#### GEGEVEN OPDRACHT:
Verschuif de coördinaten in de antwoorden van alle onderstaande records door bij elk getal 35 op te tellen, en geef vervolgens al deze regels opnieuw weer, de verzoeken inbegrepen. Laat de afbeeldingen in uw antwoord weg.
============================================================
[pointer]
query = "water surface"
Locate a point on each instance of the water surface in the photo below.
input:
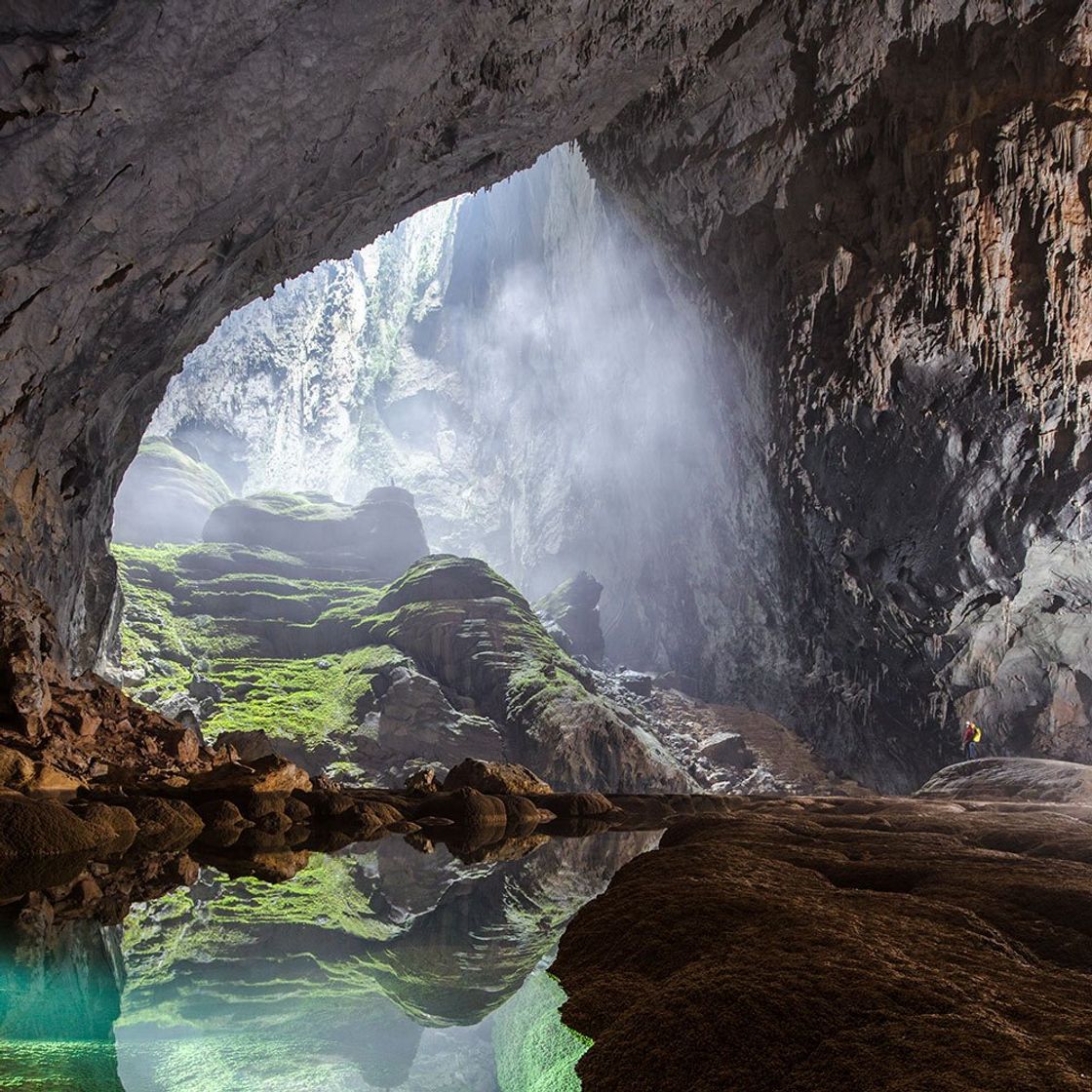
(379, 966)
============================================================
#### UITWERKING OPGAVE:
[pointer]
query = "water surface"
Locate a point on each instance of the water surface in the photo below.
input:
(414, 1001)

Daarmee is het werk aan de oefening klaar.